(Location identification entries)
☆ ☆ ☆

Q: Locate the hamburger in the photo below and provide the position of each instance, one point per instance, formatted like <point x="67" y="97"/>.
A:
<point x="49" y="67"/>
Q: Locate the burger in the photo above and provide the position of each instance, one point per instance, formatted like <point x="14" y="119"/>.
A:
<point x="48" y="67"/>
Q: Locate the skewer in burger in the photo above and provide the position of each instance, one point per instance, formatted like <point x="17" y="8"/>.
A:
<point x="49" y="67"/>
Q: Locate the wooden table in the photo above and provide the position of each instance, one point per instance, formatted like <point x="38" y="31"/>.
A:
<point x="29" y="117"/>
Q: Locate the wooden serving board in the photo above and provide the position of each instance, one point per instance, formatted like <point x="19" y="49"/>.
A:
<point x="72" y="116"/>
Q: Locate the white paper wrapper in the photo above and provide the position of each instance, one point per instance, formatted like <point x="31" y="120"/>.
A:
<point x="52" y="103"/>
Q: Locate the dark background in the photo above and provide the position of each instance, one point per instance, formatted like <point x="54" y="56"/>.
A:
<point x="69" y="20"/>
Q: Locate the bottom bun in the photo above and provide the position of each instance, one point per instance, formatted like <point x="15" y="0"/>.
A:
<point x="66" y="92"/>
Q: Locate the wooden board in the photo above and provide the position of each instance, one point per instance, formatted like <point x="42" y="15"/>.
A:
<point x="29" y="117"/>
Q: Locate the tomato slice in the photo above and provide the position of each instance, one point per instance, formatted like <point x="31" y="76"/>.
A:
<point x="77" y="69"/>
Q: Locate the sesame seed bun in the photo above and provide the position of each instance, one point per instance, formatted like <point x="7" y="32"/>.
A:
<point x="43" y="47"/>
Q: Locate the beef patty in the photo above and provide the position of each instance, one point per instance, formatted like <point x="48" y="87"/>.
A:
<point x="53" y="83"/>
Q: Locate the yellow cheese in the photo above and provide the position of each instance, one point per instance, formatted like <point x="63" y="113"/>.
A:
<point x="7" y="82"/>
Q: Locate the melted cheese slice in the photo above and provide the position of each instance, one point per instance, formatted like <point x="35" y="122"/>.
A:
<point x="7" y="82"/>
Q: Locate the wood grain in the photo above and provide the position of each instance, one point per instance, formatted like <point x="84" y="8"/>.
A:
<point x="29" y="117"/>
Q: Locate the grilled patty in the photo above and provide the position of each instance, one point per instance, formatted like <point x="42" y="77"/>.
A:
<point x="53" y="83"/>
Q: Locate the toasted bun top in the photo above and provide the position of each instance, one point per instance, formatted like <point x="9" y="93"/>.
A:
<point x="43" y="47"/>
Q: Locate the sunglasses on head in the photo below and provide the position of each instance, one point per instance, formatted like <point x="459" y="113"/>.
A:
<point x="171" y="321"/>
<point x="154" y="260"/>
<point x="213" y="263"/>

☆ ☆ ☆

= Exercise goal =
All of the records must be retyped exactly as they are.

= The solution =
Q: Locate the hamburger in the photo below and provide the position of each instance, one point per instance, formatted like <point x="67" y="97"/>.
A:
<point x="49" y="67"/>
Q: Locate the burger in the photo above and provide the position of each instance, one point per instance, formatted like <point x="14" y="119"/>.
A:
<point x="48" y="67"/>
Q: Locate the skewer in burger in the photo above and provide the position of each instance, one point per instance, formatted like <point x="17" y="8"/>.
A:
<point x="49" y="67"/>
Q: Locate the wooden table in the photo above and provide the position of each instance, one point per instance, formatted like <point x="38" y="31"/>.
A:
<point x="29" y="117"/>
Q: Locate the wooden serving board in the photo above and provide the position of each instance, one point per instance, formatted like <point x="19" y="49"/>.
A:
<point x="72" y="116"/>
Q: Locate the white paper wrapper in the photo above and provide the position of each instance, one point per instance, formatted like <point x="31" y="120"/>.
A:
<point x="52" y="103"/>
Q: Locate the dark background in the photo above and provide the position of each instance, one point per instance, formatted like <point x="54" y="56"/>.
A:
<point x="69" y="20"/>
Q: Locate the bottom bun in the photo above and provide the position of each instance, one point per instance, formatted like <point x="15" y="0"/>.
A:
<point x="66" y="92"/>
Q: Locate the wooden board in the photo above and provide the position of each instance, one point per instance, formatted like <point x="42" y="15"/>.
A:
<point x="29" y="117"/>
Q: Locate the tomato slice in the photo above and provide the position of each instance, one point per instance, formatted like <point x="31" y="76"/>.
A:
<point x="77" y="69"/>
Q: Locate the sesame seed bun in the photo above and provide the position of each instance, one point per instance, formatted like <point x="7" y="32"/>.
A:
<point x="43" y="47"/>
Q: Locate the beef patty in the photo above and provide the position of each instance, one point per instance, formatted like <point x="48" y="87"/>.
A:
<point x="53" y="83"/>
Q: Locate the yellow cheese in the photo above and provide the position of each instance, one point per instance, formatted like <point x="63" y="113"/>.
A:
<point x="7" y="82"/>
Q: Locate the melted cheese slice in the photo above and provide the position of each instance, one point per instance, formatted like <point x="35" y="122"/>.
A:
<point x="7" y="82"/>
Q: Locate the wood grain in the photo above and provide the position of each instance, one point per instance, formatted like <point x="84" y="8"/>.
A:
<point x="29" y="117"/>
Q: Locate the grilled patty in the photo above and provide the position of each instance, one point per instance, formatted like <point x="42" y="77"/>.
A:
<point x="53" y="83"/>
Q: Locate the toasted bun top in the photo above and provide the position of each instance, one point per instance, formatted like <point x="9" y="93"/>.
A:
<point x="43" y="47"/>
Q: Locate the sunglasses on head in the photo below and provide the position of each instance, one point per instance, formatted like <point x="459" y="113"/>.
A:
<point x="171" y="321"/>
<point x="154" y="260"/>
<point x="213" y="263"/>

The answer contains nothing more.